# Document segment
- - - - -
Instead of entering cell addresses to enable a formula to operate on the values stored in those locations, you may enter an Array of values into the SUM function arguments: =SUM(1,2,3,4,5).
Or
Enter an Array enclosed in brackets into the formulas argument. For example, use the MATCH function to return the position of the number 10 in an Array of values: =MATCH(10,{3,7,10,15,20}). The result = 3



Formulas such as SUMPRODUCT utilize computer memory to store values temporarily while calculating complicated math problems. These values are stored in an Array.


To add the total sales amount of 3 items when the quantities sold are 10, 20, and 30 and the sale prices are $3, $4, and $5 respectively, the SUMPRODUCT formula stores each multiplication product in an Array (Array size is 3) and then adds the three values from the Array.
- - - - -
# Exercise tasks
(A) From the passage on spreadsheet arrays, pull out the part that begins at the words "Instead of entering" and stops after "function arguments: =SUM(1,2,3,4,5).".
(B) In the passage on spreadsheet arrays, what result does the MATCH formula give when it looks for the number 10?
(C) Write what comes next in the passage on spreadsheet arrays, picking up after its last sentence.

# Given data
- - - - -
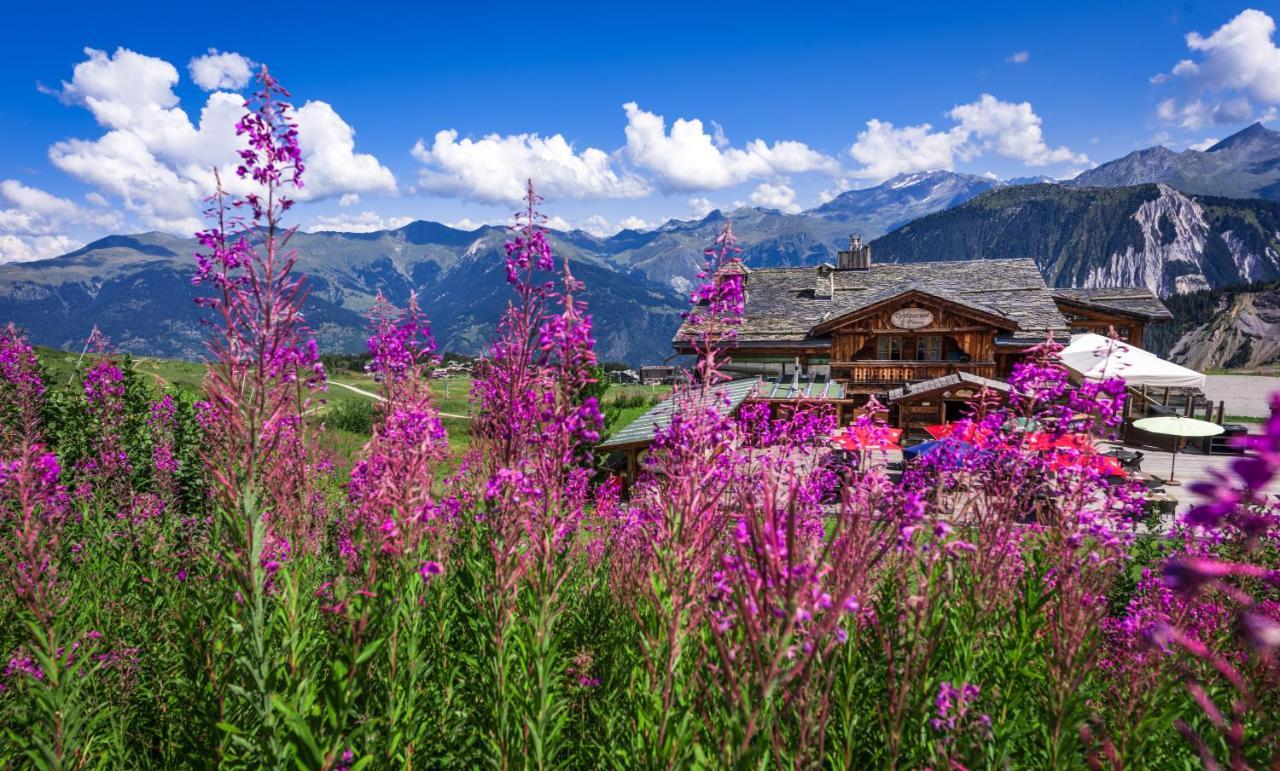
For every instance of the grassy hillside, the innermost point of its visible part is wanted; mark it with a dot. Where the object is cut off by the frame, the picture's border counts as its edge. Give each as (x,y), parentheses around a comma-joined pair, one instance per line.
- - - - -
# Written responses
(A)
Instead of entering cell addresses to enable a formula to operate on the values stored in those locations, you may enter an Array of values into the SUM function arguments: =SUM(1,2,3,4,5).

(B) 3

(C)
The SUMPRODUCT formula: =SUMPRODUCT(A1:A3,B1:B3), 
Result - total sales=$260.



As explained in the previous section, many formulas create Arrays when they need to store values during calculations. However, an Excel user may create a formula that deliberately enforces the program to open an Array/Arrays to store values.


Use the SUM function to return total sales (see previous example). The formula will now look like this: {=SUM(A1:A3*B1:B3)}, Result- total sales=$260.


Enter the formula, select the cell, press F2, and then simultaneously press Ctrl+Shift+Enter.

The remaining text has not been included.